#### INPUT FOR THIS TASK

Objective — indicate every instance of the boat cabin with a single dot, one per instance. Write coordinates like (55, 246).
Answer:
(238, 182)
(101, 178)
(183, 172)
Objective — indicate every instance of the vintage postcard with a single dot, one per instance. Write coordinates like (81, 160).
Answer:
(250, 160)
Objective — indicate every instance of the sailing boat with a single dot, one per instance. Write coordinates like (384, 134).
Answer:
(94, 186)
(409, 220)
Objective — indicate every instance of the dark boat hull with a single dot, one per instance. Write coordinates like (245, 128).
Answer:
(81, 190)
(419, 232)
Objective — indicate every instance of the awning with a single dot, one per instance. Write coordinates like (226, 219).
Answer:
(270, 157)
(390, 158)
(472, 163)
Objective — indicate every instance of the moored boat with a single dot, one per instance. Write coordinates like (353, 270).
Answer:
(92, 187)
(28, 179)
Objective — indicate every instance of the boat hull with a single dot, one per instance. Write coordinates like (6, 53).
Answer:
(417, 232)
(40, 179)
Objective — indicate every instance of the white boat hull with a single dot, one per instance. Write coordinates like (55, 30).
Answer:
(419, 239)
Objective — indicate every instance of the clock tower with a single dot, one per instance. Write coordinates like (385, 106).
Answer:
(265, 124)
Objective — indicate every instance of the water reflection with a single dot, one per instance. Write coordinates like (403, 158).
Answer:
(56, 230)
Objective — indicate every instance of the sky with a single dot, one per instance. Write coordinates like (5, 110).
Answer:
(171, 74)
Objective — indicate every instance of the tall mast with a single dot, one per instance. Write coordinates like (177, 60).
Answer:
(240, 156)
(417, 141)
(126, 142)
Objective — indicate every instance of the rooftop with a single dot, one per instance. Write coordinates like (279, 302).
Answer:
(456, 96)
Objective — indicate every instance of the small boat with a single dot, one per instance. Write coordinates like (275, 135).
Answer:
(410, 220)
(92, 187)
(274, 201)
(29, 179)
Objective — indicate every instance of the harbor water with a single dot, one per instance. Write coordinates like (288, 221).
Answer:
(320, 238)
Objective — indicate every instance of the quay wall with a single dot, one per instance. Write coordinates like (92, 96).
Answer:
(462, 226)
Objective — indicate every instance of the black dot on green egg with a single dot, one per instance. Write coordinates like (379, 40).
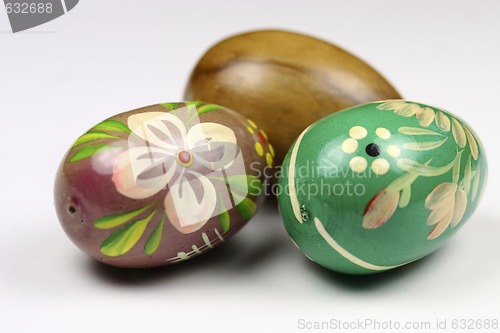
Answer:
(372, 149)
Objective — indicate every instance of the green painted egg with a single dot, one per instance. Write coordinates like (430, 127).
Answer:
(379, 185)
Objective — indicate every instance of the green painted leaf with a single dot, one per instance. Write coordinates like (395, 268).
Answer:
(124, 239)
(467, 175)
(472, 143)
(442, 121)
(113, 221)
(458, 133)
(92, 136)
(427, 145)
(422, 169)
(112, 126)
(154, 239)
(417, 131)
(247, 209)
(207, 108)
(88, 151)
(245, 184)
(170, 106)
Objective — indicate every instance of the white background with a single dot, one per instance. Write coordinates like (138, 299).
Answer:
(105, 57)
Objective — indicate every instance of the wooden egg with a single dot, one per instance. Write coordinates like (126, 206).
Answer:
(284, 81)
(161, 184)
(380, 185)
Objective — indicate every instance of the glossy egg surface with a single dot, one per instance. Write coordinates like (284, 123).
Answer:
(379, 185)
(161, 184)
(284, 81)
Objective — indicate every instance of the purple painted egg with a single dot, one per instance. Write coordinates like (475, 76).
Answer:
(161, 184)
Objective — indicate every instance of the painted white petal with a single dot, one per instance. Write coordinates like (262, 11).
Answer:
(162, 129)
(458, 133)
(213, 145)
(438, 213)
(423, 169)
(200, 133)
(190, 204)
(472, 143)
(442, 194)
(442, 121)
(380, 209)
(124, 176)
(426, 117)
(459, 208)
(441, 226)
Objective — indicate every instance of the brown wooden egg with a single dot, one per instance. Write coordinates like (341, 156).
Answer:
(161, 184)
(284, 81)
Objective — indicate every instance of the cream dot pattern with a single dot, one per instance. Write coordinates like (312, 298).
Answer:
(393, 151)
(380, 166)
(350, 145)
(358, 132)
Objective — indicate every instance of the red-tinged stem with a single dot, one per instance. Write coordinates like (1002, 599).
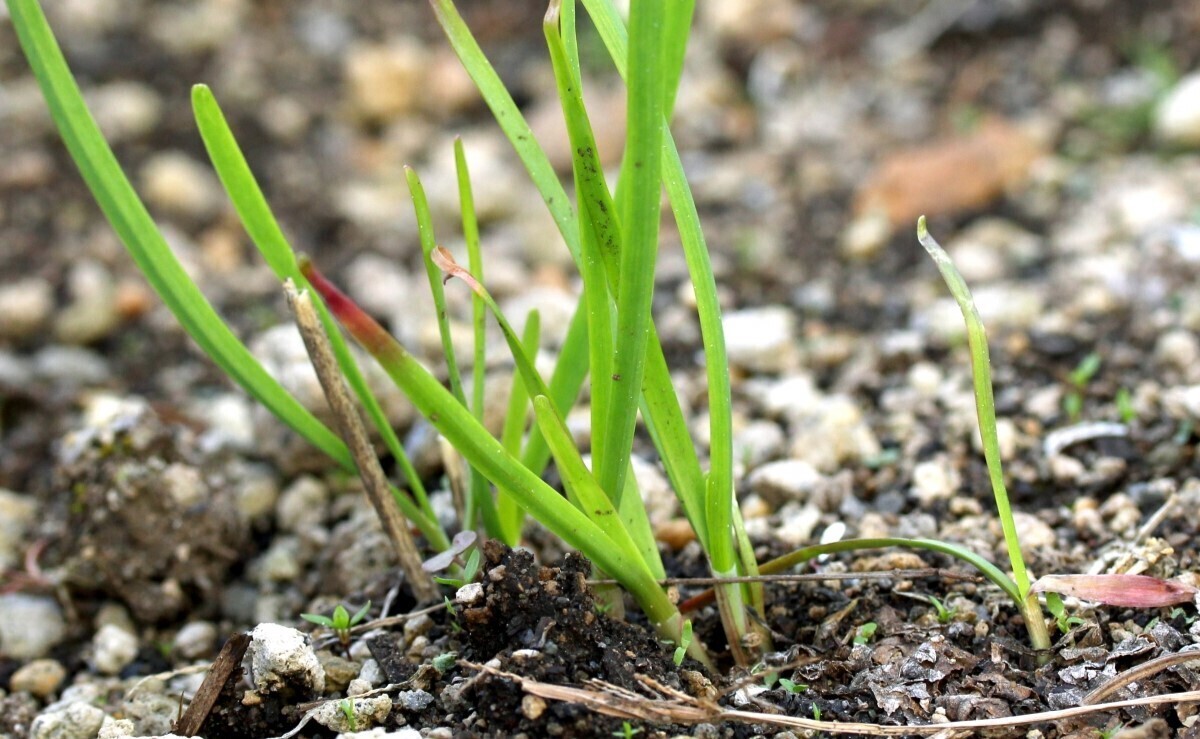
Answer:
(361, 326)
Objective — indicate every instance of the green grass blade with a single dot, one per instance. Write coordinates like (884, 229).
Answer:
(582, 487)
(599, 229)
(677, 30)
(425, 228)
(570, 371)
(510, 120)
(510, 514)
(612, 30)
(264, 230)
(480, 496)
(135, 227)
(985, 404)
(486, 454)
(640, 236)
(661, 409)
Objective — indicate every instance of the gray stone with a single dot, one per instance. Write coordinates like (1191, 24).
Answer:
(281, 656)
(367, 712)
(71, 721)
(40, 678)
(30, 625)
(301, 505)
(72, 366)
(761, 340)
(27, 306)
(178, 184)
(16, 515)
(785, 480)
(125, 109)
(113, 648)
(414, 700)
(1177, 116)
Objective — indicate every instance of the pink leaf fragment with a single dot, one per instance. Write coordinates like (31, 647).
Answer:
(1129, 590)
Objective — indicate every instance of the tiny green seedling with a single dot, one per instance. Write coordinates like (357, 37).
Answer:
(340, 623)
(628, 731)
(1123, 402)
(1059, 611)
(684, 643)
(792, 686)
(865, 632)
(351, 713)
(1078, 379)
(945, 614)
(444, 661)
(1109, 733)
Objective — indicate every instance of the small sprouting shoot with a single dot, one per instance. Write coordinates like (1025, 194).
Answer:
(467, 569)
(340, 622)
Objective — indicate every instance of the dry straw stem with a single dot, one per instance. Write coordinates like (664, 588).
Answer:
(375, 482)
(682, 708)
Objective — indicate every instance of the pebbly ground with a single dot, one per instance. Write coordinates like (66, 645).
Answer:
(150, 510)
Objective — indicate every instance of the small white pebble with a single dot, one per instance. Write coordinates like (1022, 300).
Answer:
(469, 594)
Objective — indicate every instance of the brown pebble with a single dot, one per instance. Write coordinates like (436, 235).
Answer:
(676, 533)
(532, 707)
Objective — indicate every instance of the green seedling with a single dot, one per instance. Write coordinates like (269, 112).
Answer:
(1181, 614)
(1059, 611)
(444, 661)
(612, 236)
(985, 408)
(340, 623)
(351, 713)
(1078, 379)
(945, 614)
(1110, 732)
(453, 558)
(865, 632)
(1123, 402)
(628, 731)
(792, 686)
(684, 642)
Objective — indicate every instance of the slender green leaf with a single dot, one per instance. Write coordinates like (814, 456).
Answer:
(264, 230)
(985, 404)
(487, 455)
(133, 224)
(478, 490)
(640, 238)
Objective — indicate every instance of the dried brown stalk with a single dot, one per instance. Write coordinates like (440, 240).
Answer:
(679, 708)
(351, 426)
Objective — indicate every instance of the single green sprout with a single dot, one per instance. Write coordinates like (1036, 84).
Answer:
(792, 686)
(444, 661)
(1079, 378)
(1123, 401)
(628, 731)
(351, 713)
(865, 632)
(684, 643)
(945, 614)
(340, 623)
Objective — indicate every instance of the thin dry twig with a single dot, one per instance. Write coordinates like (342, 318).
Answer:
(685, 709)
(355, 436)
(1139, 673)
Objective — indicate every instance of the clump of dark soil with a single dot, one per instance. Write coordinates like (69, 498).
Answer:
(138, 520)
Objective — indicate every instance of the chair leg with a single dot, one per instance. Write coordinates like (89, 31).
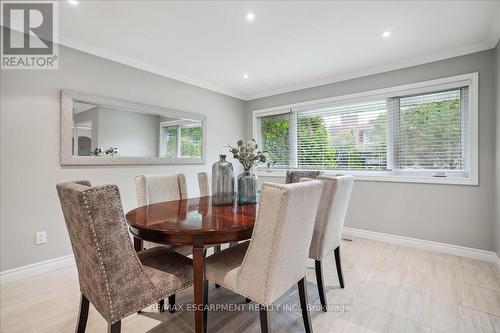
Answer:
(83, 314)
(265, 320)
(205, 305)
(161, 306)
(171, 303)
(115, 328)
(304, 305)
(339, 267)
(321, 284)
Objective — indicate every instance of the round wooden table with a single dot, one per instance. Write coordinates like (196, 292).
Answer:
(194, 222)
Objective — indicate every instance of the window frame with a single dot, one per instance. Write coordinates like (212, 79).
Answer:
(179, 124)
(471, 80)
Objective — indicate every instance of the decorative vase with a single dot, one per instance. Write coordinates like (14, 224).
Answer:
(222, 182)
(247, 188)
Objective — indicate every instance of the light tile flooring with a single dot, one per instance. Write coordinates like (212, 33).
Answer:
(388, 289)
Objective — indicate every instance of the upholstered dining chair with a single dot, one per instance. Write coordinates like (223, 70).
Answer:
(275, 258)
(328, 226)
(112, 276)
(293, 176)
(152, 189)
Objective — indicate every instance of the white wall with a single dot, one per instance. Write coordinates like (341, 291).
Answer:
(132, 133)
(497, 168)
(29, 166)
(461, 215)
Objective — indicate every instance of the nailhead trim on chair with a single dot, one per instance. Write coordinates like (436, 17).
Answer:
(92, 227)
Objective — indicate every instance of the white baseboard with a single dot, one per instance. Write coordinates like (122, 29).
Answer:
(461, 251)
(455, 250)
(22, 272)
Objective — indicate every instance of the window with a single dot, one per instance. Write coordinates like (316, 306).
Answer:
(180, 139)
(424, 132)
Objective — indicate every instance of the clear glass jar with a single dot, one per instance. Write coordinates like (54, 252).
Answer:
(247, 188)
(222, 182)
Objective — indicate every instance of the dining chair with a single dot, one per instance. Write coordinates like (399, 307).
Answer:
(293, 176)
(275, 258)
(112, 276)
(328, 227)
(152, 189)
(204, 187)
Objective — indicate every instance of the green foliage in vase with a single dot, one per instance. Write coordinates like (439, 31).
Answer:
(247, 153)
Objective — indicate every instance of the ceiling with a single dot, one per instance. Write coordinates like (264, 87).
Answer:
(288, 46)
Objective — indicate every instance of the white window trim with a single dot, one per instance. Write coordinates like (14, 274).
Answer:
(471, 80)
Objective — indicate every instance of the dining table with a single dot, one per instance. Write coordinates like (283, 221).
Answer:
(195, 222)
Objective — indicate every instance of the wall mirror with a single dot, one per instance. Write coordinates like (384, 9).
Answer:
(97, 130)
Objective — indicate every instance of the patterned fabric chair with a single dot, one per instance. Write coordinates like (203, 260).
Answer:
(293, 176)
(275, 258)
(116, 280)
(328, 226)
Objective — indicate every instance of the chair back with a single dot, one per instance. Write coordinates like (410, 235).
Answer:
(331, 214)
(203, 184)
(293, 176)
(152, 189)
(278, 251)
(109, 270)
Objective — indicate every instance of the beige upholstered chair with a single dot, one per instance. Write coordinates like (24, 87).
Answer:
(203, 184)
(116, 280)
(152, 189)
(293, 176)
(328, 226)
(265, 267)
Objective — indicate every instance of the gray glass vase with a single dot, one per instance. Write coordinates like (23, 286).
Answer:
(222, 182)
(247, 188)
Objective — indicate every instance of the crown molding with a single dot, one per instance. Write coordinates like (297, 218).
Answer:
(486, 45)
(490, 42)
(145, 66)
(494, 34)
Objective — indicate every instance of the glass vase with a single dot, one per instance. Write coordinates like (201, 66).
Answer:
(222, 182)
(247, 188)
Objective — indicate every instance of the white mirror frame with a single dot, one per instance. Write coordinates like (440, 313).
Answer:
(68, 97)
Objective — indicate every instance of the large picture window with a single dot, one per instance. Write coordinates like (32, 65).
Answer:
(424, 132)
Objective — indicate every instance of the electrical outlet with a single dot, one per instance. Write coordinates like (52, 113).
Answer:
(41, 237)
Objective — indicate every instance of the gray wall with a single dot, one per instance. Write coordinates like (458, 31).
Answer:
(461, 215)
(497, 197)
(29, 166)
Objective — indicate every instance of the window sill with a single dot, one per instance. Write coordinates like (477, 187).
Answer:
(382, 177)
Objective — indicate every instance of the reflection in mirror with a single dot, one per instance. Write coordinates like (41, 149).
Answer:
(100, 130)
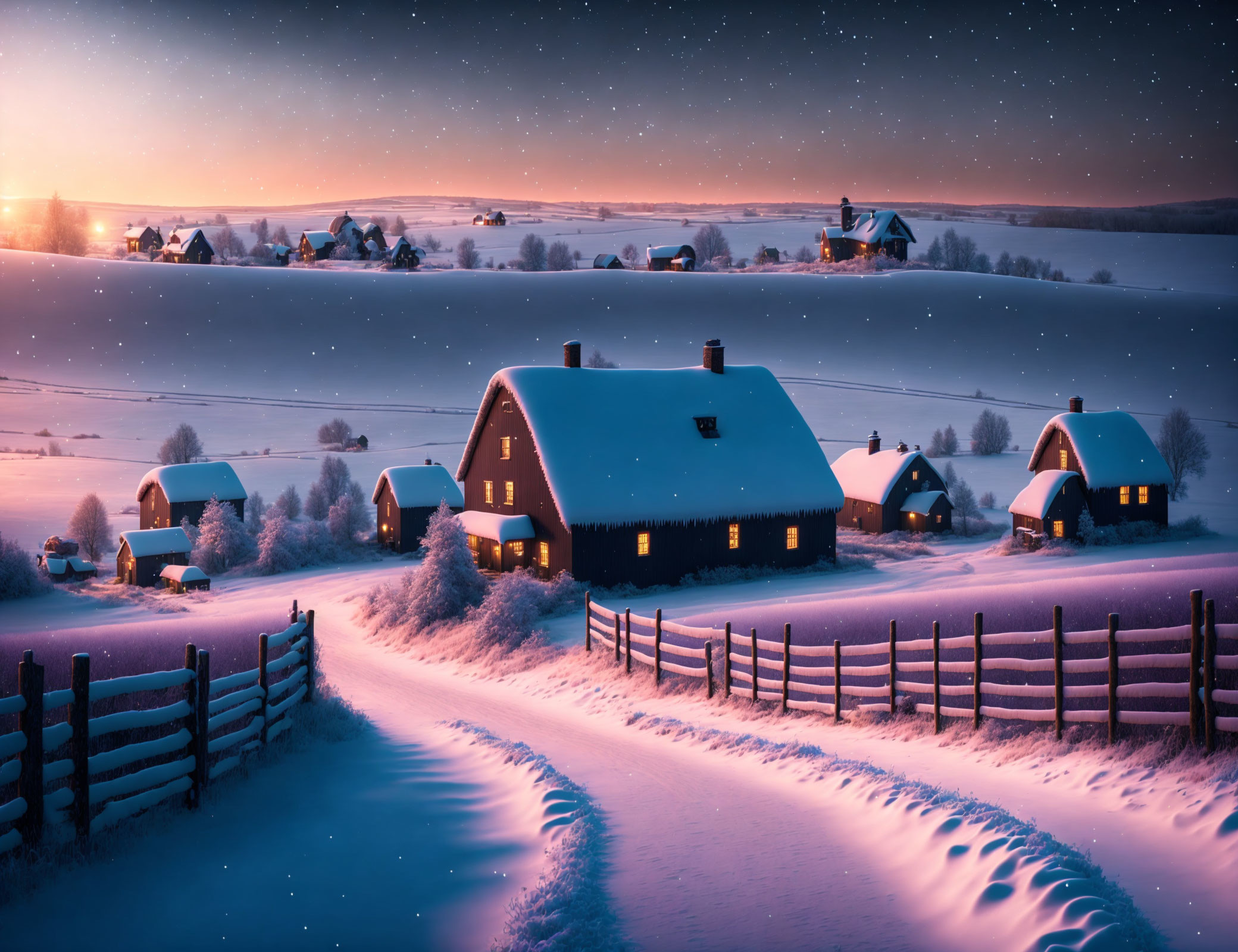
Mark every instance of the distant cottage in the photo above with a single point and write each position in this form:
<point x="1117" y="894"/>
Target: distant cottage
<point x="877" y="232"/>
<point x="407" y="497"/>
<point x="171" y="493"/>
<point x="643" y="477"/>
<point x="892" y="489"/>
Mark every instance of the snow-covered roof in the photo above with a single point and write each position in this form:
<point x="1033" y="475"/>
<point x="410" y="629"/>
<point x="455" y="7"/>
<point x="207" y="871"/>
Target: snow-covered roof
<point x="871" y="477"/>
<point x="193" y="482"/>
<point x="318" y="239"/>
<point x="183" y="574"/>
<point x="1037" y="497"/>
<point x="496" y="525"/>
<point x="920" y="503"/>
<point x="157" y="541"/>
<point x="420" y="486"/>
<point x="1112" y="447"/>
<point x="622" y="447"/>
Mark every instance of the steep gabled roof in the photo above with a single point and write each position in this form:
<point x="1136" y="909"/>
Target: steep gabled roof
<point x="1112" y="447"/>
<point x="870" y="477"/>
<point x="621" y="447"/>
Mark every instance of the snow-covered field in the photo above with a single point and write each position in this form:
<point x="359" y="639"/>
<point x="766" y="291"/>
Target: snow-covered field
<point x="723" y="828"/>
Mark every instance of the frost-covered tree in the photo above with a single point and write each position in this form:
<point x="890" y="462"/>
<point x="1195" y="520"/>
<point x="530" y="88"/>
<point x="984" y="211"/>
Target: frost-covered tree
<point x="533" y="253"/>
<point x="1185" y="450"/>
<point x="991" y="434"/>
<point x="89" y="525"/>
<point x="182" y="447"/>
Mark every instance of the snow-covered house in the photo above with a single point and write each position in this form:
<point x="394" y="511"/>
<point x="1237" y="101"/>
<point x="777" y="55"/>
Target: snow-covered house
<point x="316" y="246"/>
<point x="646" y="476"/>
<point x="1124" y="477"/>
<point x="890" y="489"/>
<point x="670" y="258"/>
<point x="1049" y="507"/>
<point x="407" y="497"/>
<point x="144" y="552"/>
<point x="876" y="232"/>
<point x="171" y="493"/>
<point x="189" y="247"/>
<point x="143" y="239"/>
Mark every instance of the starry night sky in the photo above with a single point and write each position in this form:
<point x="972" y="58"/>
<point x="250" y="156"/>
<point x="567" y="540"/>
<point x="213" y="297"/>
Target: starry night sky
<point x="1042" y="103"/>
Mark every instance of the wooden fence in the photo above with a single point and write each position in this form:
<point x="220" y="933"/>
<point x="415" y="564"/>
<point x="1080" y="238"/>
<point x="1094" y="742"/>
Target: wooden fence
<point x="978" y="666"/>
<point x="120" y="763"/>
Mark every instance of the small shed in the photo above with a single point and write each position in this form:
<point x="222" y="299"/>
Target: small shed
<point x="185" y="578"/>
<point x="407" y="497"/>
<point x="145" y="551"/>
<point x="1049" y="507"/>
<point x="143" y="239"/>
<point x="316" y="246"/>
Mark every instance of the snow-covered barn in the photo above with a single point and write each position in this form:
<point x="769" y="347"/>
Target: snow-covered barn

########

## WORK INSTRUCTIONS
For the listing above, print only the lines starting at the line containing "Objective — indicate every instance of the chair back" and ending at the line containing "Objective — indicate every instance of the gray glass", exactly, both included.

## EXPECTED ANSWER
Objective — indicate every instance of the chair back with a single dot, one per instance. Write coordinates like (410, 235).
Answer:
(331, 214)
(203, 184)
(293, 176)
(152, 189)
(278, 251)
(109, 270)
Objective — indicate every instance of the beige upholstered chair with a single dot, one per instance. Write coordinates like (24, 87).
Answer:
(203, 184)
(116, 280)
(152, 189)
(293, 176)
(328, 226)
(265, 267)
Objective — indicate every instance of the gray glass vase with a single dot, one per instance. Write coordinates like (23, 286).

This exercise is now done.